→ Excerpted records:

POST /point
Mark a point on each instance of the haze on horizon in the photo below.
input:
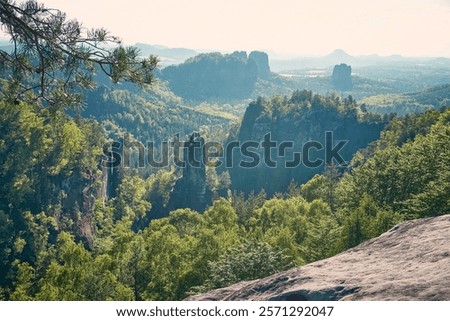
(289, 27)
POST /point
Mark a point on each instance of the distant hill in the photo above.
(402, 104)
(168, 56)
(214, 76)
(409, 262)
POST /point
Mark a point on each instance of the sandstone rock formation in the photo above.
(409, 262)
(190, 190)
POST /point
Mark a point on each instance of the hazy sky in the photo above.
(299, 27)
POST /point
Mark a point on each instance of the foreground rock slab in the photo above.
(409, 262)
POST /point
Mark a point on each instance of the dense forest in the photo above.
(67, 232)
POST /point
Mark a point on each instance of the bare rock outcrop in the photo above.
(409, 262)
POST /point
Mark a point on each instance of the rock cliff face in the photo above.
(262, 62)
(217, 76)
(409, 262)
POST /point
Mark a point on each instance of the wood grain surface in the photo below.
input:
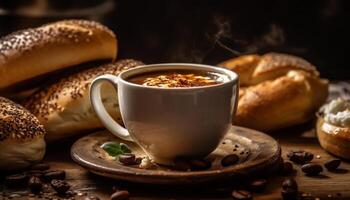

→ What the task asks:
Tally the lines in the preceding rows that contain the string "above", matching case exactly, and give only that number.

→ Solution below:
7